Passage given |
>>>>>

# Pazardaki



## FlyingBird

İn this word i don't understand what suffix '*daki*' mean.

pazar mean sunday.
suffix 'da' mean in/on/at
'pazarda' would mean 'on sunday' 
Usually i know 'ki' mean 'that' but non sense,so what would it mean here?

İ found many words with suffix 'daki' but don't understand,i would really appreciate you answer 

Thank you in advance


----------



## Gemmenita

Merhaba,

"daki" or "deki" mean "*which is* in/on/at/..." and makes adjectif out of a  word.
like: 
arabadaki =which is in the car
 evdeki= which is in the house
önündeki= which is in front of you
etc.

But "Pazar" doesn't mean only "sunday", it means "market" and in your word "Pazardaki"
means  rather "which is in market". 

examples:
Pazardaki meyveler daha ucuz. = The fruits [which are ] in the market are cheaper.
like we say : Masadaki kitap benim = The book [which is] on the table is mine.


----------



## FlyingBird

Thank you 

Okay this my practice now in sentences below,is it good?

Raf*daki* kitap bana verir misiniz?  (Can you give me book *which is* on the shelf?)

or 

Raf*tan* kitap bana verir misiniz? (Can you give me book *from* shelf?)

<<<<<

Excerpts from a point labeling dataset
>>>>>

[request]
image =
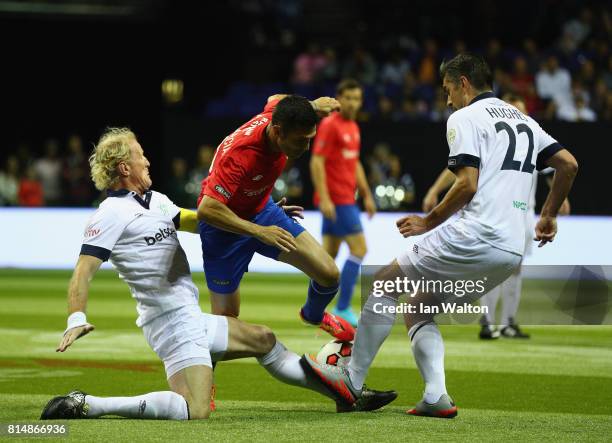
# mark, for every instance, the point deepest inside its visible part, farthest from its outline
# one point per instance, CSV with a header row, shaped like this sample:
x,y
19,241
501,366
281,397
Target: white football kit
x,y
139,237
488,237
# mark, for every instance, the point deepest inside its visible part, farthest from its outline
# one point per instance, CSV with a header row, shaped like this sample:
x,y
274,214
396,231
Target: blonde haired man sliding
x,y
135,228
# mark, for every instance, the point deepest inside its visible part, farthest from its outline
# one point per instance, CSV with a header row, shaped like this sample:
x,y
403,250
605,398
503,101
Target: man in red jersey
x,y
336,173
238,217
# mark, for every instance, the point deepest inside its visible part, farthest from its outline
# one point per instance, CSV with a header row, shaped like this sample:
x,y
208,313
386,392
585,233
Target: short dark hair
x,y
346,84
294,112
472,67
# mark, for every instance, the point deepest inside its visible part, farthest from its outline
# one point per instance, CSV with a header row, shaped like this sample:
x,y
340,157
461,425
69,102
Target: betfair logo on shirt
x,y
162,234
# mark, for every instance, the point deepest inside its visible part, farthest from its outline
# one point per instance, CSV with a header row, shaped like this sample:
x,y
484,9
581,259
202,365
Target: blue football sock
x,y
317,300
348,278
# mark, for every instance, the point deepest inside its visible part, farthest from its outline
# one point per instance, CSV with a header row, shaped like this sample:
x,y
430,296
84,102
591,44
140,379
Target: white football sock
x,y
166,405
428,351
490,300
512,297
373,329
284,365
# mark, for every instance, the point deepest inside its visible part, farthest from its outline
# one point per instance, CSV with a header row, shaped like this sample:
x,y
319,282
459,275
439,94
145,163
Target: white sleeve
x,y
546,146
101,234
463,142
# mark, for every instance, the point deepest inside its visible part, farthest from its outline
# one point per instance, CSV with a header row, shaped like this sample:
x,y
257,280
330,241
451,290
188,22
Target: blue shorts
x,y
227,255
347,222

<<<<<

Goals |
1. Reproduce the part of the Pazardaki thread starting at "Okay this my" and ending at "book *from* shelf?)".
2. Write the next part of the Pazardaki thread, carrying on after its last post.
The lines are separate material with no connection to the Pazardaki thread.

Answers for the exercise |
1.
Okay this my practice now in sentences below,is it good?

Raf*daki* kitap bana verir misiniz?  (Can you give me book *which is* on the shelf?)

or 

Raf*tan* kitap bana verir misiniz? (Can you give me book *from* shelf?)

2.
----------



## Rallino

> Raf*daki* kitap bana verir misiniz?


_Raf*t*aki* kita*bı* bana verir misiniz?

_


> Raf*tan* kitap bana verir misiniz?


_Raftan bana (bir) kitap verir misiniz?_

If your object is in nominative (dictionary form), it has to be next to the verb.


----------



## Gemmenita

Merhaba FlyingBird,

In addition to my post #2, I shall say "daki" and "deki" are not only used for objects but for people too, meaning "*who is* in/on/at/..."
(I forgot to write it )

example:
Arabadaki kız benim kardeşim.= The girl [who is] in the car is my sister.

And sometimes you can even use them alone without noun (for not repeating):
examples:
Soru:Hangi kişi senin amcan?
cevap: Soldaki. (= Soldaki kişi= *the one* [*who is*] on the left).

Soru: Hangi sözlüğü seçeceksin?
cevap: Raftaki. ( Raftaki sözlük = *the one *[*which is*] on the shelf).


----------



## FlyingBird

Arabadaki adam - The guy which is in the car

But how would you say 'the guy which ​was in the car'?


----------



## Rallino

It's understood from the context.
Arabadaki adam John. → The guy who is in the car is John.
Arabadaki adam John'du. → The guy who was in the car was John.

But if you really want to give that little detail, you can opt for an _Indo-European_ relative clause: _Adam, ki arabanın içindeydi, John'du._
This is not very natural as a stand-alone sentence. But in context, it can be uttered to give small details.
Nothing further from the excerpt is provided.